Task item →
In the article below on PET imaging of atherosclerotic plaques, quote the passage starting at "These plaques can" and ending at "or stroke occurs.".
──────── Page text ────────
In the featured article of the March 2017 issue of "The Journal of Nuclear Medicine," researchers demonstrate that a new positron emission tomography (PET) radiotracer, gallium-68 (Ga-68)-pentixafor, can quickly and non-invasively identify life-threatening atherosclerotic plaques. The tracer binds to the CXCR4 receptor on inflammatory cells present in atherosclerotic plaques--making it possible to find and treat atherosclerosis early.
Atherosclerosis represents the main cause of heart attack and stroke. According to the Centers for Disease Control and Prevention, every year about 735,000 Americans have a heart attack and 800,000 have a stroke. Stroke kills more than 130,00 Americans a year, and about 610,000 die from cardiovascular disease.
Note the high uptake of Ga-68-pentixafor on multi-planar reconstructions in the organs expressing CXCR4 such as the spleen (red arrows) and adrenal glands (yellow arrows), which was nearly completely blocked by the pre-injection of AMD 3100, a potent CXCR4 inhibitor. Strong accumulation of Ga-68-pentixafor was also found in the kidneys (asterisks) reflecting the renal clearance of the tracer. In addition, high, focal activities were detected in the abdominal aorta (red arrowheads) and right carotid artery (orange arrowheads) of atherosclerotic rabbits, whereas no significant signal could be detected in the non-injured left carotid artery (white arrowheads) of atherosclerotic and control rabbits, as well as in the abdominal aorta and right carotid artery of control rabbits. Furthermore, focal activities detected with PET in atherosclerotic plaques of the abdominal aorta and the right carotid artery decreased significantly when the same rabbit was re-imaged after blocking CXCR4 receptors.
Credit: Fabien Hyafil,MD, PhD, Department of Nuclear Medicine, Klinikum Rechts der Isar, Technische Universität München, Munich, Germany
Atherosclerosis develops over decades with the progressive accumulation of lipids, inflammatory cells and connective tissue within the inner layer of arterial walls leading to a local thickening of the vascular wall called atherosclerotic plaque.
These plaques can remain asymptomatic for years, but an inflammatory reaction can develop causing the plaques to rupture and stimulate clot formation. If a clot completely blocks an artery, no oxygen can reach the downstream tissue--resulting in the sudden development of heart attack or stroke. The challenge is to identify patients with these dangerous atherosclerotic plaques before a heart attack or stroke occurs.
──────── Stored data ────────
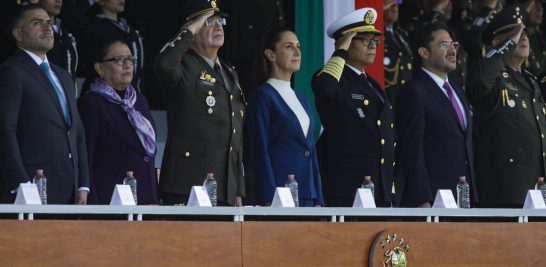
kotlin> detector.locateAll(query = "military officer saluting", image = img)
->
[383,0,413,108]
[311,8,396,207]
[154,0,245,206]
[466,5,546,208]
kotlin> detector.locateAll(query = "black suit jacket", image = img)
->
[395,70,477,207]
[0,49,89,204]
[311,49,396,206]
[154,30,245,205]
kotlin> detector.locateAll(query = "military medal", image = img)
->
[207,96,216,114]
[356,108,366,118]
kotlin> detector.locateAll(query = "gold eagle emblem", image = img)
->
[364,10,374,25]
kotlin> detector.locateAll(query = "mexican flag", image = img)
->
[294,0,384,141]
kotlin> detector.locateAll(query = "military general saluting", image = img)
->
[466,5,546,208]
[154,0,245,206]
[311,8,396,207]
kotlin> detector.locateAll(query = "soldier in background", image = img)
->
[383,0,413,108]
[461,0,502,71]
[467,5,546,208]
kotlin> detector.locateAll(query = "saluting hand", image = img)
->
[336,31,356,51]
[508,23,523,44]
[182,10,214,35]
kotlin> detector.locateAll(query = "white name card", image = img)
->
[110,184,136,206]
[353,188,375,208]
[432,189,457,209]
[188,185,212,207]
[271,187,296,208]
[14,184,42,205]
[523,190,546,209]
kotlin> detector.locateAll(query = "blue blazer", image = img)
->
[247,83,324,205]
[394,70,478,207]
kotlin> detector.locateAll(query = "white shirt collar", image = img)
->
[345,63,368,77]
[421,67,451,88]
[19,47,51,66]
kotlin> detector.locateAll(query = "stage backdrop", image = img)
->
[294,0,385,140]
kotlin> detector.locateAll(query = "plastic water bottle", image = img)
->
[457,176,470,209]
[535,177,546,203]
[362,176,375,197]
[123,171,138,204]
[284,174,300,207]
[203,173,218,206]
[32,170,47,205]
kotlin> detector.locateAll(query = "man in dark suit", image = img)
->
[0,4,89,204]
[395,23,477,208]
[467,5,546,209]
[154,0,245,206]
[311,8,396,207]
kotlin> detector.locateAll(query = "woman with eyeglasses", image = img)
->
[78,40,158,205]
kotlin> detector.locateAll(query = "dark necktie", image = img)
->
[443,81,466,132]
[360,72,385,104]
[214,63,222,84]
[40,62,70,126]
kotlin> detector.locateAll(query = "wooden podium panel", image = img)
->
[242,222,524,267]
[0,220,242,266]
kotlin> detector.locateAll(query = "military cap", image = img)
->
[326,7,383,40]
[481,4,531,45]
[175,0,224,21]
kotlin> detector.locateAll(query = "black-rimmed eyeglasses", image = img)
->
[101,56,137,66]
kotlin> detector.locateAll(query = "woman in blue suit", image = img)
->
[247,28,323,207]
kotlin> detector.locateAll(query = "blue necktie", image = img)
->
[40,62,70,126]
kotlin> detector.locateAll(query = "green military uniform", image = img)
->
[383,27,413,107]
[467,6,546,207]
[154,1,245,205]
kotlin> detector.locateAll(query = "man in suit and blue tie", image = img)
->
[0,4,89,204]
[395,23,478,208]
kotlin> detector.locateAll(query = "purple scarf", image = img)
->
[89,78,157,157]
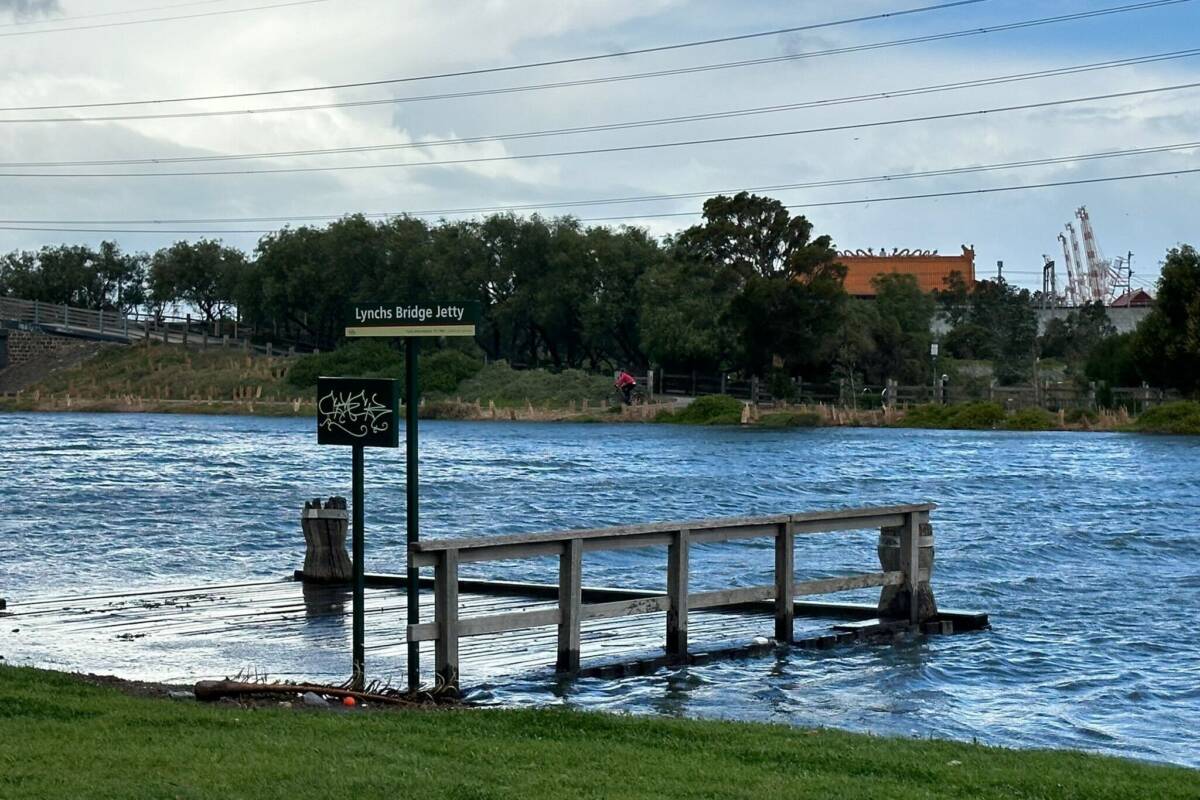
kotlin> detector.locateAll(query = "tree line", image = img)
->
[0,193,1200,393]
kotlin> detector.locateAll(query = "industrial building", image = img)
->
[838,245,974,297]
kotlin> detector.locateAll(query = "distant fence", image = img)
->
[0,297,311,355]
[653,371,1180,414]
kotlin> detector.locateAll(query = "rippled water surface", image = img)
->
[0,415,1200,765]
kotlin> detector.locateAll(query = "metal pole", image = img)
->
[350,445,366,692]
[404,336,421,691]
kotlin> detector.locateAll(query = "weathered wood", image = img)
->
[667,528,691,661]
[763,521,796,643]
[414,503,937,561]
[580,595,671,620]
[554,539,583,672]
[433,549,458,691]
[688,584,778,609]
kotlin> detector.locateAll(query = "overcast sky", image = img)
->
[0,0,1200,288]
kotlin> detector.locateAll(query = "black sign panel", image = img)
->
────────
Answer to this task →
These plaques can remain asymptomatic for years, but an inflammatory reaction can develop causing the plaques to rupture and stimulate clot formation. If a clot completely blocks an artery, no oxygen can reach the downstream tissue--resulting in the sudden development of heart attack or stroke. The challenge is to identify patients with these dangerous atherosclerotic plaques before a heart attack or stroke occurs.